* start Exercise data *

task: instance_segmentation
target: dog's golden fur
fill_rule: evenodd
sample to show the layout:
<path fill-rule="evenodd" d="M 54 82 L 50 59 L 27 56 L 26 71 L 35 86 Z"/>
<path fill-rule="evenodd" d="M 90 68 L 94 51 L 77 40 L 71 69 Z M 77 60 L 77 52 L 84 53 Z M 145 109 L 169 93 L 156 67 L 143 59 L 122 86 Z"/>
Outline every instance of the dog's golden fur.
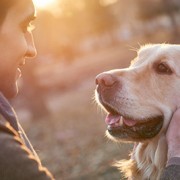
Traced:
<path fill-rule="evenodd" d="M 135 143 L 130 160 L 116 164 L 125 177 L 132 180 L 159 179 L 167 161 L 165 133 L 173 113 L 180 105 L 180 45 L 143 46 L 129 68 L 101 73 L 97 79 L 102 79 L 104 74 L 116 78 L 121 87 L 116 85 L 116 89 L 108 87 L 108 90 L 103 87 L 103 90 L 96 91 L 99 104 L 107 104 L 122 116 L 131 117 L 138 123 L 146 123 L 144 119 L 149 117 L 163 117 L 161 129 L 151 138 L 129 139 L 121 138 L 121 132 L 119 137 L 107 133 L 115 141 Z M 107 95 L 105 91 L 113 93 L 108 92 Z"/>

* end Exercise data *

What is asked ::
Please output every line of the records above verbatim, leaving out the pictures.

Written response ::
task: instance_segmentation
target: dog's golden fur
fill_rule: evenodd
sample to show the layout:
<path fill-rule="evenodd" d="M 54 82 L 50 59 L 27 56 L 26 71 L 35 86 Z"/>
<path fill-rule="evenodd" d="M 90 68 L 94 51 L 77 40 L 71 69 Z M 77 60 L 77 52 L 84 53 Z M 145 109 L 169 93 L 156 67 L 143 59 L 122 86 Z"/>
Outline every instance of the dog's golden fur.
Traced:
<path fill-rule="evenodd" d="M 135 143 L 130 160 L 116 164 L 125 177 L 132 180 L 159 179 L 167 161 L 165 133 L 173 113 L 180 105 L 180 45 L 143 46 L 129 68 L 101 73 L 97 79 L 102 79 L 104 74 L 116 78 L 121 87 L 116 85 L 116 89 L 108 87 L 108 90 L 103 87 L 103 90 L 96 91 L 99 104 L 107 104 L 122 116 L 131 117 L 138 123 L 146 123 L 144 119 L 149 117 L 163 117 L 161 129 L 151 138 L 129 139 L 121 138 L 121 132 L 119 137 L 107 133 L 115 141 Z M 107 95 L 105 91 L 113 93 L 108 92 Z"/>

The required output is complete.